### Excerpt provided
*****

Yeah ill check later on


----------



## jonnylorenzo (Aug 8, 2014)

I checked and saw no male signs yet so hopefully she's not a herm


----------



## The Hemp Goddess (Aug 8, 2014)

I wouldn't really expect you to be seeing nanners yet.  But you will have to check it regularly the entire life of the plant.  Nanners can show up anytime--the reason that I never ever grow bagseed.  In addition, they can hide deep inside buds and/or be quite hidden.  It is simply too easy for a plant to hermy (and it can happen at any time) and you can lose up to 75% of bud weight to seeds.  This is very heartbreaking after you have poured 4 months of time, effort, money, and love into your plants to end up with useless seeds and a bunch of sub-par bud.


----------



## jonnylorenzo (Aug 8, 2014)

*****

### Given information
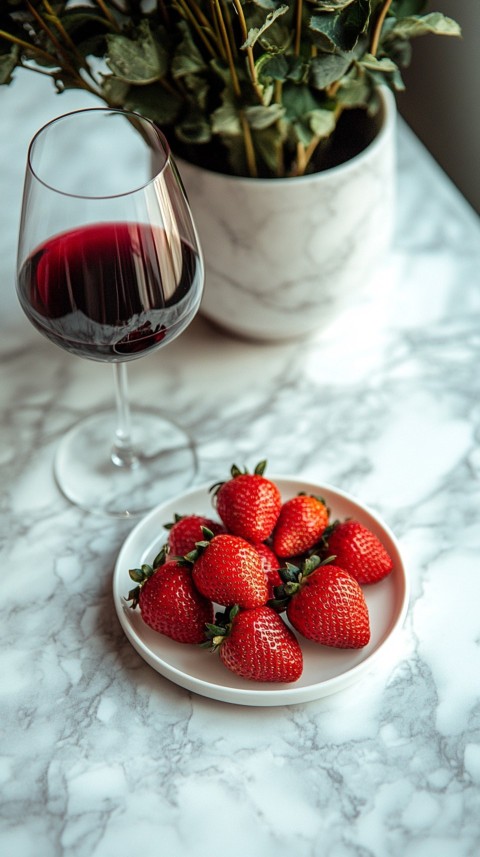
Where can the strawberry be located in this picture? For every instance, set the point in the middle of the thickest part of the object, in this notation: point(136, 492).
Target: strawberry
point(271, 564)
point(257, 644)
point(248, 503)
point(228, 570)
point(325, 603)
point(358, 551)
point(300, 524)
point(169, 602)
point(186, 530)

*****

### Written tasks
**1.** Quote the strawberry-locating entry above word for word, leaving out its picture.
**2.** Extend the forum thread about checking a plant for male signs, picking up from its final line.

### Answers in order
**1.**
Where can the strawberry be located in this picture? For every instance, set the point in the middle of the thickest part of the object, in this notation: point(136, 492).
Target: strawberry
point(271, 564)
point(257, 644)
point(248, 503)
point(228, 570)
point(325, 603)
point(358, 551)
point(300, 524)
point(169, 602)
point(186, 530)

**2.**
Yeah I understand that now but idk if its different from person to person but I think my plant is doing wonderful for first time grow


----------



## Kindbud (Aug 10, 2014)

I have grown lots and lots of plant from seeds I have gotten out of good bud never had a hermi so idk just depends on your luck I guess ive been really lucky evidently!!


----------



## jonnylorenzo (Aug 10, 2014)

Yeah I talked to someone else and they said that he's never gotten a hermi from it


----------



## The Hemp Goddess (Aug 11, 2014)

Are you going to take any clones?  Even if you do not plan on continuing to grow past the summer, it might be a skill you want to try and hone.  And I am sure that there will some little branches near the ground that you want to trim.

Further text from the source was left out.